### [The problem]
List each line below that contains the word "blue".

---------- Extracted records ----------

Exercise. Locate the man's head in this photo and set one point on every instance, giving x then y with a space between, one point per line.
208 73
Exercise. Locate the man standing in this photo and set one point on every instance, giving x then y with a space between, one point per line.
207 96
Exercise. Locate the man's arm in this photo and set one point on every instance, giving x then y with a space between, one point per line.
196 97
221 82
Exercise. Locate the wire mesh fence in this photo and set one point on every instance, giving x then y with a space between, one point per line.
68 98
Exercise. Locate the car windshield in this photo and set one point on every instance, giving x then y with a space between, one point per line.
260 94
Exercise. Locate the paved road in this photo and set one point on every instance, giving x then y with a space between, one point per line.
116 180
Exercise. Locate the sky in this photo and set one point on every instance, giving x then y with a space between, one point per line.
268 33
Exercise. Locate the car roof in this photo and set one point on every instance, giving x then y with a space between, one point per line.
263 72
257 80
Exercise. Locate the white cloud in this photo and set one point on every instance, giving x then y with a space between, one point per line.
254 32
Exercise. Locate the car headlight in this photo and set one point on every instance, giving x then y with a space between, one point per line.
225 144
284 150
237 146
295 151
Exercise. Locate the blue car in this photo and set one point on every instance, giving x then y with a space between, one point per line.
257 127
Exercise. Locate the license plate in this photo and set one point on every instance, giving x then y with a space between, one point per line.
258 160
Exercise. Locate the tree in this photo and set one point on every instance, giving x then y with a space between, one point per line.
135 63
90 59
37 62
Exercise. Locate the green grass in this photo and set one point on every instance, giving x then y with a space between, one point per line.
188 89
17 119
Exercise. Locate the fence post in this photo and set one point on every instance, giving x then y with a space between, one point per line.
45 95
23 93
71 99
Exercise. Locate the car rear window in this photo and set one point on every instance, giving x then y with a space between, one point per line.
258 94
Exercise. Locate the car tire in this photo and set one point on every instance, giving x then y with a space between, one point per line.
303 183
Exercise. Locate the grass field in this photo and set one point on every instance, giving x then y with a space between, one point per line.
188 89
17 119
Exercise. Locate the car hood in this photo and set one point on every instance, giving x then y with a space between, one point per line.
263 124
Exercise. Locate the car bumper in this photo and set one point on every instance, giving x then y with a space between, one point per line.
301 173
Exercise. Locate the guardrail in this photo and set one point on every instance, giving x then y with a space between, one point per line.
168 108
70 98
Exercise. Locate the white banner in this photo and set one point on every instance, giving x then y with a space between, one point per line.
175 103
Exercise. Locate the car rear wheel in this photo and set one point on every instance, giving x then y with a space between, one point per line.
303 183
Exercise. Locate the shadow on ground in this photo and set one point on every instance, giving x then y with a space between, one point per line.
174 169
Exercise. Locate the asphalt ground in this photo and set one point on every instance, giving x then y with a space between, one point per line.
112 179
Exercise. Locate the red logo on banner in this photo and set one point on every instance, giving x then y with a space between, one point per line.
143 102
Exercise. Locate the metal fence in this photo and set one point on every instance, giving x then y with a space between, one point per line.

----------
---------- Extracted records ----------

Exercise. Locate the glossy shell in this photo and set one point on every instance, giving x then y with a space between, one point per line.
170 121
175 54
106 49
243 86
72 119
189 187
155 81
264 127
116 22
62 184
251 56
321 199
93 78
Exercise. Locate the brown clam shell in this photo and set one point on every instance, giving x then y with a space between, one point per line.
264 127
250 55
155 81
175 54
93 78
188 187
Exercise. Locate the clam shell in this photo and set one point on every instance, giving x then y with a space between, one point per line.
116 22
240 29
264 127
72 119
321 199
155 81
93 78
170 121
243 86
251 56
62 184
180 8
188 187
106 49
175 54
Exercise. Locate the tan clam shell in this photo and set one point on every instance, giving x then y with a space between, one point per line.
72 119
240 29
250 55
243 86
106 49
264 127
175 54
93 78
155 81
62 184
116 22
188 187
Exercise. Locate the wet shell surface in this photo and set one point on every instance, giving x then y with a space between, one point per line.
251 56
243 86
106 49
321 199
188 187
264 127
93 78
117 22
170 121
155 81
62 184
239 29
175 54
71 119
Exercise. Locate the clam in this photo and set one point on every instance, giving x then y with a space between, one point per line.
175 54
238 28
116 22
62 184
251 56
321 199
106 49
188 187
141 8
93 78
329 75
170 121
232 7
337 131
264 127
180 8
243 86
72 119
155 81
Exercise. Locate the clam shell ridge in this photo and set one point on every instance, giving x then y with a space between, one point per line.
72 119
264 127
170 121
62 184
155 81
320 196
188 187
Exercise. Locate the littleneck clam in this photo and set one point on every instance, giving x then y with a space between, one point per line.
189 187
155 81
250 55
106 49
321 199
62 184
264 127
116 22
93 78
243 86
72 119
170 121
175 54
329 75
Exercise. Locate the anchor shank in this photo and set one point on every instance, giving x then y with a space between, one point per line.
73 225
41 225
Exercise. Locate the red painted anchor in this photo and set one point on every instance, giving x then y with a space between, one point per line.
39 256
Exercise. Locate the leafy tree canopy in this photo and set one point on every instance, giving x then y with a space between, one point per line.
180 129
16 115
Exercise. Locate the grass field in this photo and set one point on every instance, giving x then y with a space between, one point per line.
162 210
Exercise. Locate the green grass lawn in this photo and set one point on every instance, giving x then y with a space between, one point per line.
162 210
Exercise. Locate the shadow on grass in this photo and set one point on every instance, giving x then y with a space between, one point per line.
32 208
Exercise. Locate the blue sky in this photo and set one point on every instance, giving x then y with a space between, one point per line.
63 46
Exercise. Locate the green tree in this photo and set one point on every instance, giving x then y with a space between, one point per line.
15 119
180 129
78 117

----------

### [Task result]
Exercise. Locate the blue car in this photo and set one point on every instance, giving x then y with a space between, one point per line.
Exercise. Locate the blue sky in this photo and set one point on every instance, giving x then y with a space between, one point per line.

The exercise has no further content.